─── DATASET ENTRIES ───

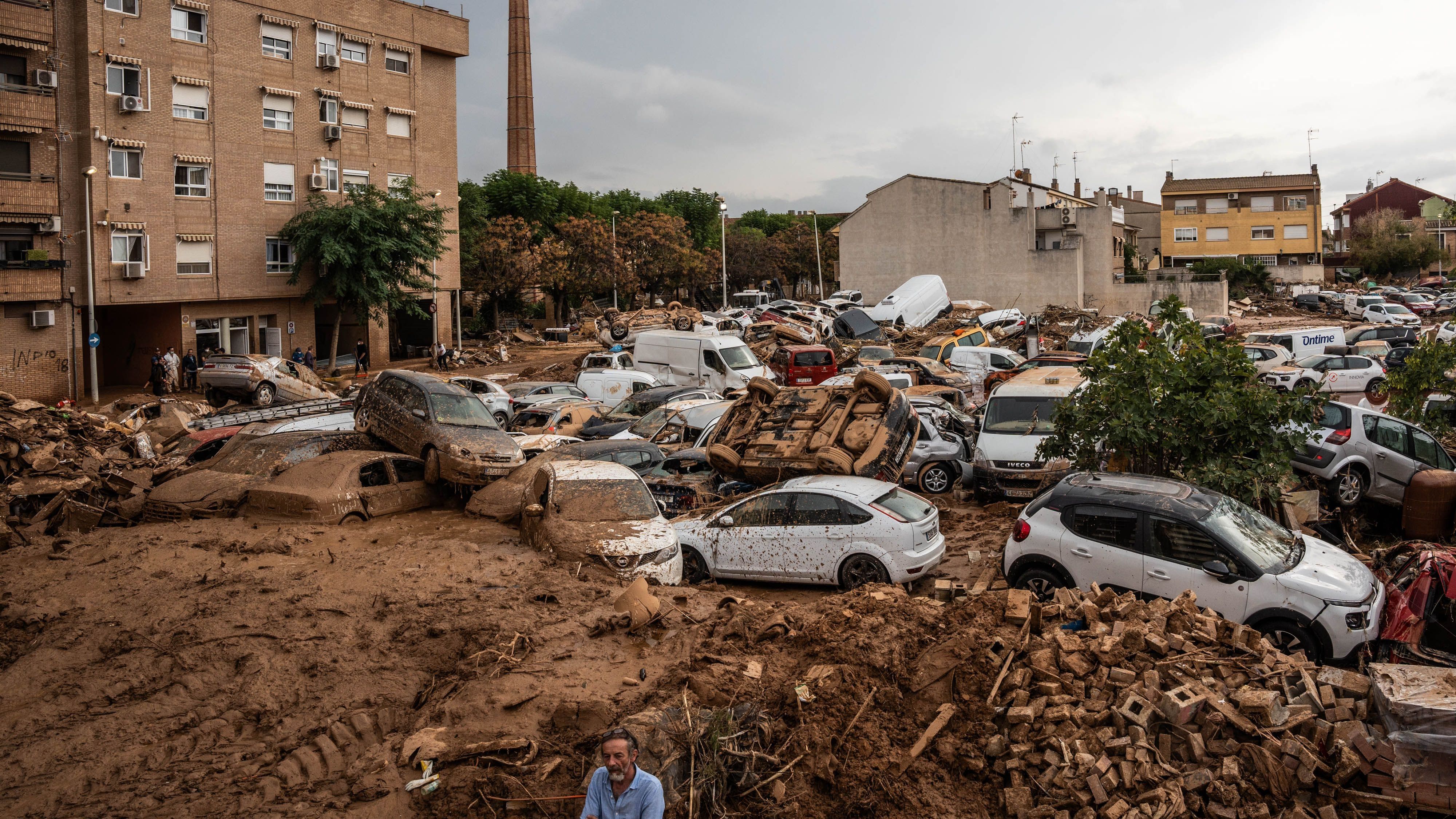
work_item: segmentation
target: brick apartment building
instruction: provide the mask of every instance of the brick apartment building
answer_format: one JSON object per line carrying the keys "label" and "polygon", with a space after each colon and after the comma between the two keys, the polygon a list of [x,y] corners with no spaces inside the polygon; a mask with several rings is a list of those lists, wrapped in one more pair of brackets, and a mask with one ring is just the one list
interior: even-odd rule
{"label": "brick apartment building", "polygon": [[[454,208],[467,51],[464,19],[400,0],[0,1],[0,389],[84,395],[87,239],[102,386],[156,347],[326,350],[335,307],[288,286],[278,230],[310,192],[406,176]],[[434,321],[347,315],[341,353],[450,338],[454,246],[435,273]]]}

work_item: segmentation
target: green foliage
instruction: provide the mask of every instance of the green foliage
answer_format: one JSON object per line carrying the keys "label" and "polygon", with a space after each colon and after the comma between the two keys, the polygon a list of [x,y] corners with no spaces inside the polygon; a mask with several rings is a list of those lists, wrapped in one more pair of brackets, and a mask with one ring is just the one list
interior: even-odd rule
{"label": "green foliage", "polygon": [[1446,415],[1427,415],[1425,396],[1431,392],[1450,392],[1452,379],[1446,373],[1456,370],[1456,345],[1421,338],[1415,350],[1405,357],[1404,367],[1386,373],[1386,389],[1390,405],[1386,412],[1412,424],[1421,424],[1430,431],[1444,433],[1450,424]]}
{"label": "green foliage", "polygon": [[1174,341],[1123,322],[1082,364],[1088,383],[1057,407],[1038,458],[1067,458],[1080,469],[1121,462],[1275,509],[1290,458],[1303,452],[1289,427],[1312,423],[1324,399],[1259,383],[1242,347],[1206,344],[1176,297],[1159,305]]}

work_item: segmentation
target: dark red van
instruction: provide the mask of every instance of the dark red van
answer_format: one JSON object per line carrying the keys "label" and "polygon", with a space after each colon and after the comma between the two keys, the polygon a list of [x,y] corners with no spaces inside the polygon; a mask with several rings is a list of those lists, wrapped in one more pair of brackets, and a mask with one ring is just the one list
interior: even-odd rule
{"label": "dark red van", "polygon": [[783,386],[814,386],[839,373],[834,351],[823,344],[788,344],[769,357],[769,369]]}

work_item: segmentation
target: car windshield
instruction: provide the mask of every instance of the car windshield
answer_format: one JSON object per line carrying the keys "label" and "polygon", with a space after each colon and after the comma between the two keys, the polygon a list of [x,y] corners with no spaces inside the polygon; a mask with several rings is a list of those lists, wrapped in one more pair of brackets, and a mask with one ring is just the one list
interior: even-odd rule
{"label": "car windshield", "polygon": [[1201,523],[1270,574],[1283,574],[1305,557],[1305,541],[1242,501],[1224,497]]}
{"label": "car windshield", "polygon": [[661,514],[641,479],[562,481],[553,512],[565,520],[651,520]]}
{"label": "car windshield", "polygon": [[480,404],[480,399],[473,395],[451,395],[434,392],[430,395],[430,408],[435,414],[437,424],[450,424],[451,427],[485,427],[488,430],[498,430],[495,418],[491,417],[491,411]]}
{"label": "car windshield", "polygon": [[986,421],[981,424],[983,433],[993,434],[1051,434],[1051,414],[1056,412],[1060,398],[1040,395],[993,396],[986,407]]}

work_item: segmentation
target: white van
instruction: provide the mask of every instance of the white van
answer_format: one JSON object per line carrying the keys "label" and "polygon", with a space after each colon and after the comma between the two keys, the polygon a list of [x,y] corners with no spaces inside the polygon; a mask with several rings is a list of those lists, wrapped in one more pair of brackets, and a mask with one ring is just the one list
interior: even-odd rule
{"label": "white van", "polygon": [[727,393],[748,386],[754,376],[775,377],[735,335],[652,329],[638,335],[633,354],[636,369],[662,385],[706,386]]}
{"label": "white van", "polygon": [[951,294],[939,275],[913,275],[865,312],[877,322],[925,326],[949,309]]}
{"label": "white van", "polygon": [[638,370],[593,369],[577,373],[577,389],[587,398],[616,407],[623,398],[662,386],[655,377]]}
{"label": "white van", "polygon": [[1042,461],[1037,446],[1051,434],[1057,404],[1085,383],[1076,367],[1037,367],[996,388],[971,462],[977,495],[1031,498],[1072,472],[1070,461]]}
{"label": "white van", "polygon": [[1294,329],[1251,332],[1243,342],[1277,344],[1289,350],[1289,354],[1297,361],[1306,356],[1324,353],[1326,344],[1344,344],[1345,331],[1338,326],[1300,326]]}

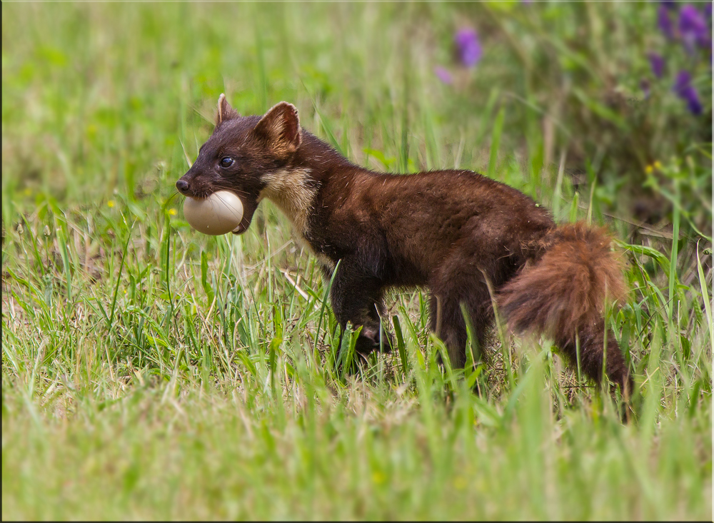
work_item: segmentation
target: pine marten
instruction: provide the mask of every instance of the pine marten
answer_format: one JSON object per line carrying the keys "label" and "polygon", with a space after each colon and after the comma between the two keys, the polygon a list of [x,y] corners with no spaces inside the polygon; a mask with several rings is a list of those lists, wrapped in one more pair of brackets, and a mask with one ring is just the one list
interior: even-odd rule
{"label": "pine marten", "polygon": [[213,133],[176,188],[193,198],[234,191],[244,208],[237,234],[268,198],[326,278],[339,260],[332,309],[343,329],[347,322],[362,327],[361,353],[390,345],[388,336],[380,340],[385,290],[421,285],[431,291],[430,328],[452,365],[463,367],[462,304],[483,346],[493,320],[491,286],[513,330],[548,335],[573,365],[579,350],[580,368],[598,382],[604,359],[609,380],[631,387],[603,318],[606,302],[625,293],[610,238],[582,223],[556,225],[545,209],[503,183],[463,170],[376,173],[301,128],[293,105],[241,116],[221,95]]}

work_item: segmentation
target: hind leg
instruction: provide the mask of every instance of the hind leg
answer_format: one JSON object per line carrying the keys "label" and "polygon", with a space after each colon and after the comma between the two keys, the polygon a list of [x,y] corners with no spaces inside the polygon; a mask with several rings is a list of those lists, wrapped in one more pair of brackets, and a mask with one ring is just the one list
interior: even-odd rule
{"label": "hind leg", "polygon": [[478,347],[473,347],[475,360],[483,350],[486,331],[493,319],[491,295],[486,283],[472,279],[465,285],[461,278],[449,278],[432,285],[429,327],[446,345],[453,368],[466,365],[468,334],[461,304],[466,306]]}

───

OBJECTIVE:
Every record must be copied exactly, with images dropped from the result.

OUTPUT OF THE EXERCISE:
work_item: segmentation
target: brick apartment building
instruction: provide the mask of every instance of the brick apartment building
answer_format: one JSON object per line carrying the keys "label" and "polygon", with a space after each colon and after the comma between the two keys, the polygon a list of [x,y] corners with no spaces inside the polygon; a mask with several rings is a list of those lists, wrapped in one more pair of brackets, and a mask with one ring is just the one list
interior: even-odd rule
{"label": "brick apartment building", "polygon": [[[454,208],[467,51],[464,19],[400,0],[0,1],[0,389],[84,395],[87,239],[102,386],[156,347],[326,350],[335,307],[288,286],[278,230],[310,192],[406,176]],[[434,321],[347,315],[341,353],[450,338],[454,246],[435,273]]]}

work_item: segmentation
target: green foliage
instruction: provide the mask of every instance of the green foliage
answer_format: one JSON object per line carrying the keys "label" and "polygon", with a space after each colon and after the comma between the two keys, the polygon a list of [x,y] corners with no spaces inside the polygon; a mask with several rings is a list of those lists, wrapped in one more pair of brackets, and a mask with one ring is just the one list
interior: even-odd rule
{"label": "green foliage", "polygon": [[1446,415],[1427,415],[1425,396],[1431,392],[1450,392],[1452,379],[1446,373],[1456,370],[1456,345],[1421,338],[1415,350],[1405,357],[1404,367],[1386,373],[1386,389],[1390,405],[1386,412],[1412,424],[1421,424],[1430,431],[1444,433],[1450,424]]}
{"label": "green foliage", "polygon": [[1174,341],[1123,322],[1082,364],[1088,383],[1057,407],[1038,458],[1067,458],[1080,469],[1121,462],[1275,509],[1290,458],[1303,452],[1289,427],[1312,423],[1324,399],[1259,383],[1242,347],[1206,344],[1176,297],[1159,305]]}

work_item: segmentation
target: dark red van
instruction: provide the mask of every instance of the dark red van
answer_format: one JSON object per line carrying the keys "label" and "polygon", with a space after each colon and after the comma between the two keys, the polygon a list of [x,y] corners with no spaces inside the polygon; a mask with several rings is a list of those lists, wrapped in one more pair of brackets, and a mask with one ring is just the one list
interior: even-odd rule
{"label": "dark red van", "polygon": [[783,386],[814,386],[839,373],[834,351],[823,344],[788,344],[769,357],[769,369]]}

work_item: segmentation
target: car windshield
instruction: provide the mask of every instance of the car windshield
answer_format: one JSON object per line carrying the keys "label" and "polygon", with a space after each colon and after the comma between the two keys, the polygon a list of [x,y] corners with no spaces inside the polygon; a mask with several rings is a list of those lists, wrapped in one more pair of brackets, and a mask with one ring is just the one list
interior: even-odd rule
{"label": "car windshield", "polygon": [[1201,523],[1270,574],[1283,574],[1305,557],[1305,541],[1242,501],[1224,497]]}
{"label": "car windshield", "polygon": [[661,514],[641,479],[562,481],[553,512],[565,520],[651,520]]}
{"label": "car windshield", "polygon": [[480,404],[480,399],[473,395],[451,395],[434,392],[430,395],[430,408],[435,414],[437,424],[450,424],[451,427],[485,427],[488,430],[498,430],[495,418],[491,417],[491,411]]}
{"label": "car windshield", "polygon": [[986,421],[981,424],[983,433],[993,434],[1051,434],[1051,414],[1056,412],[1060,398],[1040,395],[993,396],[986,407]]}

work_item: segmentation
target: white van
instruction: provide the mask of every instance of the white van
answer_format: one JSON object per line carrying the keys "label" and "polygon", with a space after each colon and after the comma between the two keys, the polygon a list of [x,y] corners with no spaces inside the polygon; a mask with several rings is a list of those lists, wrapped in one more pair of brackets, and a mask with one ring is just the one list
interior: even-odd rule
{"label": "white van", "polygon": [[727,393],[748,386],[754,376],[775,377],[735,335],[652,329],[638,335],[633,354],[636,369],[662,385],[706,386]]}
{"label": "white van", "polygon": [[951,294],[939,275],[913,275],[865,312],[877,322],[925,326],[949,309]]}
{"label": "white van", "polygon": [[638,370],[593,369],[577,373],[577,389],[587,398],[616,407],[623,398],[662,386],[655,377]]}
{"label": "white van", "polygon": [[1042,461],[1037,446],[1051,434],[1057,404],[1085,383],[1076,367],[1037,367],[996,388],[971,462],[977,495],[1031,498],[1072,472],[1070,461]]}
{"label": "white van", "polygon": [[1294,329],[1251,332],[1243,342],[1277,344],[1289,350],[1289,354],[1297,361],[1306,356],[1324,353],[1326,344],[1344,344],[1345,331],[1338,326],[1300,326]]}

work_item: segmentation
target: pine marten
instruction: provide the mask of every instance of the pine marten
answer_format: one JSON object per line carrying the keys "label" and "polygon", with a space after each colon and after the comma between the two keys, the polygon a list of [x,y] corners with no spaces inside the polygon; a mask with several rings is a list of those lists, wrapped in one more pair of brackets, and a mask with one ring is just the one list
interior: even-odd rule
{"label": "pine marten", "polygon": [[213,133],[176,188],[193,198],[234,191],[244,208],[237,234],[268,198],[326,278],[339,260],[332,309],[343,329],[347,322],[362,327],[361,353],[390,345],[388,336],[380,340],[385,290],[421,285],[431,291],[430,328],[452,365],[463,367],[462,304],[483,346],[493,320],[491,286],[513,330],[548,335],[573,365],[579,350],[580,368],[598,382],[604,359],[609,380],[631,387],[603,318],[606,302],[625,293],[610,238],[582,223],[556,225],[545,209],[503,183],[463,170],[376,173],[301,128],[293,105],[241,116],[221,95]]}

work_item: segmentation
target: hind leg
instruction: provide the mask of every instance of the hind leg
answer_format: one JSON object per line carrying the keys "label" and "polygon", with a space after each colon and after the comma between the two keys, the polygon a list of [x,y] corners with no spaces inside the polygon; a mask with several rings is a list of those lists, wrapped in one more pair of brackets, and a mask with one ring is just the one list
interior: even-odd rule
{"label": "hind leg", "polygon": [[478,347],[473,347],[475,360],[483,350],[486,331],[493,319],[491,295],[486,283],[472,279],[465,285],[461,278],[449,278],[432,285],[429,327],[446,345],[453,368],[466,365],[468,334],[461,304],[466,306]]}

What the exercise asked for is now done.